*TASK SET*.
1. Answer these from the text on narcotic raw materials, one line each:
(a) In what city and month was the U.N. technical assistance conference held?
(b) What is the estimated total annual output of the areas where production is uncontrolled?
(c) Which three dangerous raw materials does the text name?
2. Write the next part of the text on narcotic raw materials, picking up after its final sentence.

BEGIN STUDY TEXT

Campaign for reduction in supply of narcotic raw materials: In its report for 1966 the Board pleaded for a comprehensive approach to the problem of minimizing the supply of raw materials for the illicit production of narcotic drugs. The present international narcotics control regime was born of the need to cope with the flood of dangerous substances which, in the late 1920s and early 1930s, emanated quite largely from manufacturing sources that were then within the law. Now that these sources have for the most part been extinguished and the flow of narcotic drugs from licit channels has been reduced to a trickle, the heart of the problem lies in the wide availability of dangerous raw materials: opium, coca and cannabis.

So far as concerns the licit sources of opium production, some progress is still possible by means of stricter application of the relevant provisions of the 1961 Single Convention; the U.N. technical assistance conference which was held in Delhi in October last year was a good step in this direction. The Indian Government's exceptional - one might say unparalleled-knowledge and experience of controls over opium production was studied by the conference.

But even if leakages from licit opium production could be completely eliminated there would still remain a prodigious source of supply in the areas where production is uncontrolled; and well-informed estimates put the total annual output of these areas at 1,000 tons. This is substantially greater than the total annual production in recent years for legitimate medical requirements, so that illicit traffickers are entitled to feel that they have a virtually inexhaustible supply of raw material.

The elimination of this source of supply is complicated by a number of factors, of which perhaps the most intractable is that the production is often the cultivator's main, even sole, means of livelihood.

The situation is very similar in regard to coca bush cultivation. These areas also are geographically remote and are sometimes beyond effective government control; here again the livelihood of desperately poor people is involved.

As for cannabis cultivation, it is a problem all to itself, for cannabis can grow almost anywhere.

END STUDY TEXT
BEGIN SUPPLIED INFORMATION

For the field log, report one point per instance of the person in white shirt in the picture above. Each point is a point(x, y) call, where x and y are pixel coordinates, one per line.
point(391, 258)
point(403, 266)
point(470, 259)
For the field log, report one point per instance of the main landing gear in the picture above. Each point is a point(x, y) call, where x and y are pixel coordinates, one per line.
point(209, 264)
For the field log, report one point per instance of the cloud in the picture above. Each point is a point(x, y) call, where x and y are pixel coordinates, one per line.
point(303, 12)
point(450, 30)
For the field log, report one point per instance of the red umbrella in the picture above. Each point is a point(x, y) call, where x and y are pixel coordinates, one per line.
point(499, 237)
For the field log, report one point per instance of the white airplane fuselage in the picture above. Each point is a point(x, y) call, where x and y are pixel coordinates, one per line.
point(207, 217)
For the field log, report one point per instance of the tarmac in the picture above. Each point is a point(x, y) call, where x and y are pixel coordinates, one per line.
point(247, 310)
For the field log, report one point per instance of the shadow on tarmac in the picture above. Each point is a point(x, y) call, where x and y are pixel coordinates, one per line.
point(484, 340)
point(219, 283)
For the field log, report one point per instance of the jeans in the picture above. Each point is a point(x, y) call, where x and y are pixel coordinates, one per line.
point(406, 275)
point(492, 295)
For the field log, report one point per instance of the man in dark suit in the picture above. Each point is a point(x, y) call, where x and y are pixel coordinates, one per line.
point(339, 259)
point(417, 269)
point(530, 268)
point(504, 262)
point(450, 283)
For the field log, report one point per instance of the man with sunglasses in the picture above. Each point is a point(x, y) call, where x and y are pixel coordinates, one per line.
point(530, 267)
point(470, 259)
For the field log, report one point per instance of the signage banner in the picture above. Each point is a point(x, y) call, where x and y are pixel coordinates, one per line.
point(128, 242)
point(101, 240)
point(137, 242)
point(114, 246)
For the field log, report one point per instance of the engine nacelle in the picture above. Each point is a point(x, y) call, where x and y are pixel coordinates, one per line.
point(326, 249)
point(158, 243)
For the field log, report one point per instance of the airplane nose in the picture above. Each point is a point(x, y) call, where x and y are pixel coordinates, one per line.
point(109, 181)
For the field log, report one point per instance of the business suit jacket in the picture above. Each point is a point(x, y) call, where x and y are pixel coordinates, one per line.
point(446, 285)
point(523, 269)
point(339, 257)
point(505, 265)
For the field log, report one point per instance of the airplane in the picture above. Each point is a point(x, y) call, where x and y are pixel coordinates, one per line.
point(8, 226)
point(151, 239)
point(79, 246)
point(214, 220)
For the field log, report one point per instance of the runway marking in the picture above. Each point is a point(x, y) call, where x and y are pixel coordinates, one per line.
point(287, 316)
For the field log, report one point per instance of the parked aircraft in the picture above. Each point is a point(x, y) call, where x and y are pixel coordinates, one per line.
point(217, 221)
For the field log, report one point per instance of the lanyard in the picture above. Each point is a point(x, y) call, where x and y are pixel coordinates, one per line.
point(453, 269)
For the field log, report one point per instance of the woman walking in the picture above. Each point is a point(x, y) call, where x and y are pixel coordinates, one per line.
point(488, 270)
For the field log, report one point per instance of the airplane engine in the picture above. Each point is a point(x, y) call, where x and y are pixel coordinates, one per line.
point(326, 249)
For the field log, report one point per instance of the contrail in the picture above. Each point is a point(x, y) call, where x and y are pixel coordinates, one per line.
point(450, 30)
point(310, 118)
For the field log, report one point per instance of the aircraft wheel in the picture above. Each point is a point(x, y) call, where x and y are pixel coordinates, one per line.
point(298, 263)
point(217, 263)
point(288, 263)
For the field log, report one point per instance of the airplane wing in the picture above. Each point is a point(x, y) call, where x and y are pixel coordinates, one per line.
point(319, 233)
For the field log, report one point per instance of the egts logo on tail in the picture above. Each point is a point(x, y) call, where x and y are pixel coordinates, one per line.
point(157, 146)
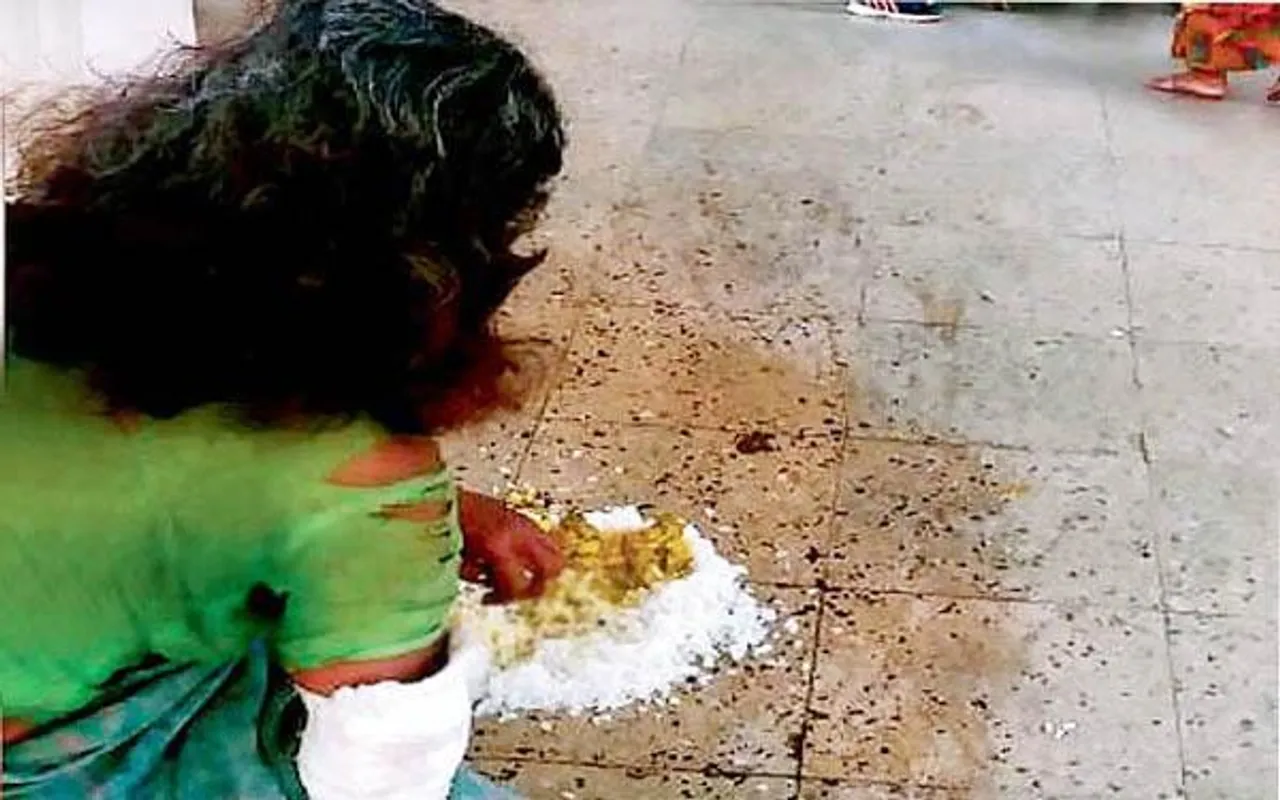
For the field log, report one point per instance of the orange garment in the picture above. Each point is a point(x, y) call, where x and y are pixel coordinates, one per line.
point(1228, 37)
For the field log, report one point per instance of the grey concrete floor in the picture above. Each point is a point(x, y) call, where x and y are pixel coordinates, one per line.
point(993, 252)
point(1014, 324)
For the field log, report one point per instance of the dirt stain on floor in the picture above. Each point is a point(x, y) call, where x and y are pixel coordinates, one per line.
point(908, 659)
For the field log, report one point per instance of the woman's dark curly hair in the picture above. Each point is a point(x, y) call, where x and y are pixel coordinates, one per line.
point(316, 220)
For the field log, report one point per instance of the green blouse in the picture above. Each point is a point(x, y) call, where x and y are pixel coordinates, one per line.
point(190, 538)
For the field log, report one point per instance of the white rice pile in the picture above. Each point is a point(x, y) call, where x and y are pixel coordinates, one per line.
point(675, 636)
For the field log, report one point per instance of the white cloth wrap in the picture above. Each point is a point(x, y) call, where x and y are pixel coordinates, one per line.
point(392, 740)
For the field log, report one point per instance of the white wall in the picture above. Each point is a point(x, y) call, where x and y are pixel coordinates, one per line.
point(73, 40)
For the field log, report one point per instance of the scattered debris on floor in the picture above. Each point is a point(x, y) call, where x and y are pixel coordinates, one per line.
point(645, 607)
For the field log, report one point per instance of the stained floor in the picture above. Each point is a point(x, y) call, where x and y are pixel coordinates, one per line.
point(1011, 324)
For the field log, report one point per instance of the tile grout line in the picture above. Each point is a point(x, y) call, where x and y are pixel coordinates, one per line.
point(832, 526)
point(1144, 449)
point(562, 357)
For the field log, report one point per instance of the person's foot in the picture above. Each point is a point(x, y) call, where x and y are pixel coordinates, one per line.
point(890, 9)
point(1206, 86)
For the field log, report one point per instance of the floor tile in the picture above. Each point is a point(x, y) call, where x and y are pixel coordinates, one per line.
point(682, 366)
point(1207, 205)
point(775, 90)
point(739, 220)
point(1005, 192)
point(746, 721)
point(960, 118)
point(963, 277)
point(1211, 402)
point(1225, 671)
point(978, 522)
point(1000, 387)
point(1205, 293)
point(575, 782)
point(1219, 530)
point(485, 456)
point(832, 789)
point(1176, 183)
point(1009, 698)
point(768, 510)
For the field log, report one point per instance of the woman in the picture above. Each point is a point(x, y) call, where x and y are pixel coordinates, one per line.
point(241, 298)
point(1217, 39)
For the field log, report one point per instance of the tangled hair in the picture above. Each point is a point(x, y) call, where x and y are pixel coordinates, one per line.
point(312, 222)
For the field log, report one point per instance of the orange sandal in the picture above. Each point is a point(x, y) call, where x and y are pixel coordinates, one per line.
point(1191, 85)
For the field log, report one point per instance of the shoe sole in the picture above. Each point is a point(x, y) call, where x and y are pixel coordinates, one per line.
point(869, 13)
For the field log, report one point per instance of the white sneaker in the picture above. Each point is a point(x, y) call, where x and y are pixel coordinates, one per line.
point(897, 12)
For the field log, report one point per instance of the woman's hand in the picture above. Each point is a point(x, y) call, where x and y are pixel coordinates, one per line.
point(504, 549)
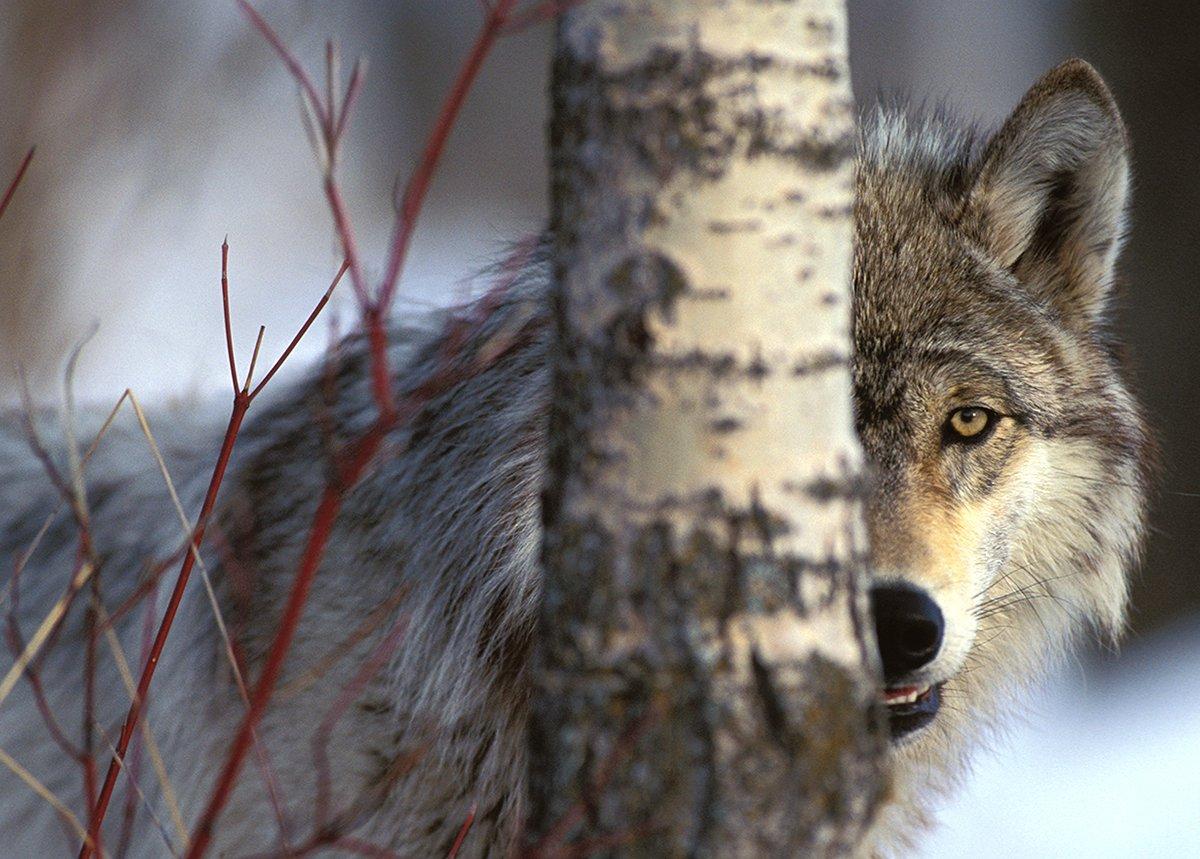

END SUPPLIED INFORMATION

*EXPECTED RESPONSES*.
1.
(a) Delhi, in October.
(b) 1,000 tons.
(c) Opium, coca and cannabis.

2.
The Board has been gratified to learn of the measures now being taken by the Lebanese authorities to replace the cultivation of cannabis by beneficial crops and was impressed by the renewed determination shown by Lebanon in this matter. It urges all governments who can do so to co-operate as far as possible in this endeavour, and is confident that the technical assistance organs of the United Nations and the specialized agencies will also lend their full support. All who are concerned with international narcotics control are only too well aware of the serious dimensions of the cannabis traffic in the Near East and it is earnestly to be hoped that the constructive efforts now being made by the Lebanese authorities will succeed, and that they will serve us as an example to other countries which may be faced by a similar problem.

A comprehensive campaign for substitution of opium, coca and cannabis, where these are uncontrolled or illicit - and for obvious reasons a comprehensive approach is called for - would evidently be a stupendous undertaking, not even to be dreamed of without prolonged and detailed examination. As a first step the Board suggests a special study to ascertain the physical and financial dimensions of the task. If it should be contended that such a world plan is altogether beyond the realm of practical policy, the answer is that it represents the only real prospect of ultimately extinguishing the illicit traffic in dangerous drugs manufactured from these crops.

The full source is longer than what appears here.